Point localization data:
* * * * * * * * *

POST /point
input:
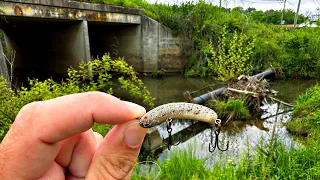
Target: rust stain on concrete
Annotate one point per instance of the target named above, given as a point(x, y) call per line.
point(18, 10)
point(30, 10)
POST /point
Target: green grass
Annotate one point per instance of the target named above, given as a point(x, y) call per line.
point(271, 161)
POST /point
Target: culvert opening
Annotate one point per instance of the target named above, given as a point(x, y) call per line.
point(43, 47)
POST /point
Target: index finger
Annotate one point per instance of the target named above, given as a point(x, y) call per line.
point(60, 118)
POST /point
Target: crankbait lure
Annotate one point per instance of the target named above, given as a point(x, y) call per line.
point(181, 110)
point(178, 110)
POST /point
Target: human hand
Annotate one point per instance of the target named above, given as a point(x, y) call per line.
point(53, 139)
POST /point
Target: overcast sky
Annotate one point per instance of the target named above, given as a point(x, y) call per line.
point(306, 5)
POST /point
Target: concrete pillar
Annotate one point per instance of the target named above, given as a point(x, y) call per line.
point(150, 41)
point(119, 40)
point(3, 65)
point(86, 41)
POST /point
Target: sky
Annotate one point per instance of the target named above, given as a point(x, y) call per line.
point(305, 7)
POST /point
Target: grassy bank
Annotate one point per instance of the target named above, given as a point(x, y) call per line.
point(271, 161)
point(240, 41)
point(106, 75)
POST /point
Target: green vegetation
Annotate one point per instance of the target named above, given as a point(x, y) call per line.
point(96, 75)
point(268, 161)
point(306, 113)
point(231, 109)
point(236, 37)
point(273, 161)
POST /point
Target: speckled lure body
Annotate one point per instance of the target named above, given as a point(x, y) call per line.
point(178, 110)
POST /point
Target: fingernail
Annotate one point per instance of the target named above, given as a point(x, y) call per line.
point(137, 109)
point(134, 135)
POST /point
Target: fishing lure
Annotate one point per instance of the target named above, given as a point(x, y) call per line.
point(181, 110)
point(178, 110)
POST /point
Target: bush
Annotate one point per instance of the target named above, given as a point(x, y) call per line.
point(96, 75)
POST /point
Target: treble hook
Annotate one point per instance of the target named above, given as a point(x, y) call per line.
point(217, 132)
point(169, 130)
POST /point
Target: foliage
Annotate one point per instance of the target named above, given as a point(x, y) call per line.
point(306, 112)
point(158, 73)
point(271, 161)
point(274, 16)
point(231, 109)
point(292, 52)
point(96, 75)
point(231, 58)
point(180, 165)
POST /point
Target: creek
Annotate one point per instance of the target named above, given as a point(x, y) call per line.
point(242, 135)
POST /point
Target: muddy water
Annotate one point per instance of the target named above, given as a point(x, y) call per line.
point(240, 134)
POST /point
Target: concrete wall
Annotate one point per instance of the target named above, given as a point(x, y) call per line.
point(45, 47)
point(150, 44)
point(161, 48)
point(119, 40)
point(50, 36)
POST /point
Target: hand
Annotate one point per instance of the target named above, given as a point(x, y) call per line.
point(53, 139)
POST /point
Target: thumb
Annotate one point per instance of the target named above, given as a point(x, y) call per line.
point(118, 152)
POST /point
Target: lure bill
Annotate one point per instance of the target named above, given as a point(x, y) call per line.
point(178, 110)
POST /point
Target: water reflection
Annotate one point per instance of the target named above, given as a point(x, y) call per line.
point(242, 135)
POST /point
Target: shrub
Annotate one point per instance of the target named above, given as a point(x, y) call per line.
point(96, 75)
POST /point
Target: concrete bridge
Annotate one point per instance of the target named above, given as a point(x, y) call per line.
point(49, 36)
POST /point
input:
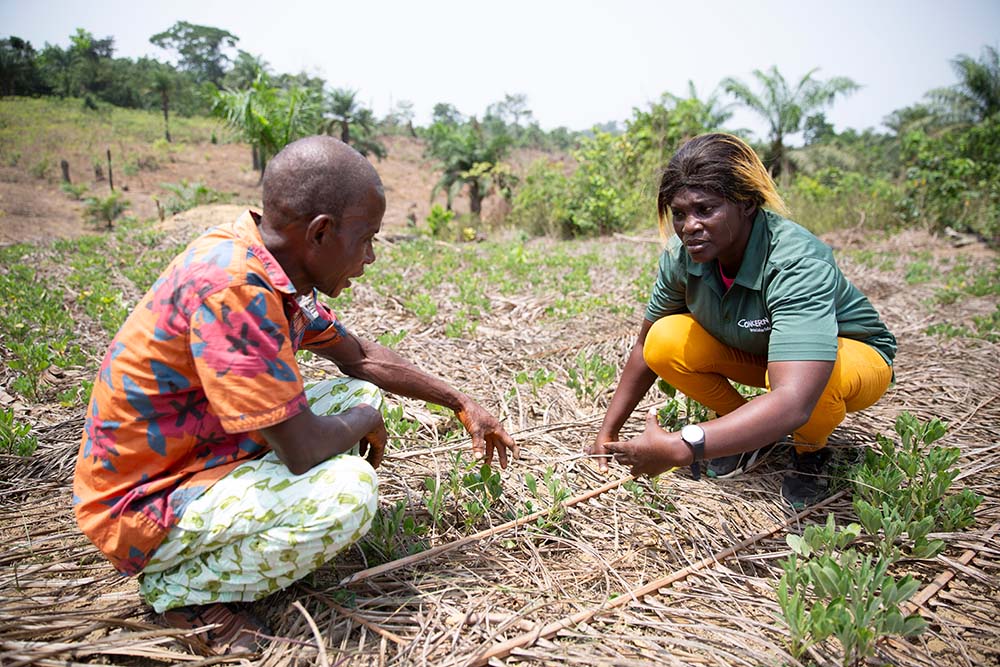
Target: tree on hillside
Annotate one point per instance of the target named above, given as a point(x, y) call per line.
point(199, 48)
point(672, 120)
point(784, 107)
point(976, 96)
point(446, 114)
point(401, 115)
point(18, 71)
point(268, 118)
point(469, 156)
point(162, 84)
point(344, 114)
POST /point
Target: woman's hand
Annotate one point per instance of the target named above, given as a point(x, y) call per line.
point(598, 452)
point(487, 433)
point(653, 451)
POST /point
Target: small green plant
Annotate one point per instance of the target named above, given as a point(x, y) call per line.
point(393, 534)
point(392, 338)
point(536, 379)
point(15, 436)
point(557, 494)
point(74, 191)
point(439, 220)
point(483, 488)
point(422, 306)
point(674, 415)
point(435, 500)
point(591, 376)
point(902, 491)
point(41, 168)
point(397, 425)
point(105, 209)
point(829, 590)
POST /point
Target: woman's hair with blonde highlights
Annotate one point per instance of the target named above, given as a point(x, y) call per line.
point(721, 163)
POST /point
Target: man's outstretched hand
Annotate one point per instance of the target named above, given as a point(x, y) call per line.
point(372, 445)
point(487, 434)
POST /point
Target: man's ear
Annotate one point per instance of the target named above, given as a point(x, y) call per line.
point(318, 228)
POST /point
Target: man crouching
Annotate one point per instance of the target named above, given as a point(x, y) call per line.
point(207, 467)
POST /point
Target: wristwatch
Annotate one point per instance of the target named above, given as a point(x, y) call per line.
point(694, 437)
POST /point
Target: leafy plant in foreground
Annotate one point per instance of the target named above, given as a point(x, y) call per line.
point(591, 376)
point(393, 534)
point(902, 490)
point(831, 589)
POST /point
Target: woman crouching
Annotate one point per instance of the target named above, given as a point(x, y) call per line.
point(744, 294)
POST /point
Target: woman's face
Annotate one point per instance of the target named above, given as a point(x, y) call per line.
point(712, 227)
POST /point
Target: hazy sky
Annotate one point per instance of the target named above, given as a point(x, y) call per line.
point(578, 62)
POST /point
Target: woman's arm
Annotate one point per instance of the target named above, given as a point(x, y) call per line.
point(795, 389)
point(635, 381)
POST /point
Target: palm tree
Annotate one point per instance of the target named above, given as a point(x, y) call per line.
point(784, 107)
point(344, 113)
point(673, 119)
point(268, 118)
point(468, 156)
point(976, 96)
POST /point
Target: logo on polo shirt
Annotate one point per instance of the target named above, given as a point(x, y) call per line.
point(763, 325)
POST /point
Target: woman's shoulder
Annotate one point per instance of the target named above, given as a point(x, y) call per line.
point(789, 242)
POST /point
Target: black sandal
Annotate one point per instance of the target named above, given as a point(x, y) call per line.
point(235, 631)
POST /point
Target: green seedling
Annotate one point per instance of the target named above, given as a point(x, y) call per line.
point(16, 436)
point(482, 488)
point(392, 338)
point(393, 534)
point(536, 380)
point(105, 209)
point(591, 376)
point(75, 192)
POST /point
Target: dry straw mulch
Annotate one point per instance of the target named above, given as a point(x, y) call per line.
point(680, 574)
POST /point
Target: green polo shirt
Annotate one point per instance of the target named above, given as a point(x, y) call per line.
point(789, 302)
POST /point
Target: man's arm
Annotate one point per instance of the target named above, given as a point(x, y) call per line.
point(367, 360)
point(307, 438)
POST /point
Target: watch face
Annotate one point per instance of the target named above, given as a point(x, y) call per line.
point(693, 434)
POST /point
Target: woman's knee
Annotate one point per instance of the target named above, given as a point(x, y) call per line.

* * * * * * * * *

Work to complete:
Read through the entries above, and wherever a line holds the string "plant", copy it.

Written answer:
Target: small green plant
Target: leafy plant in foreground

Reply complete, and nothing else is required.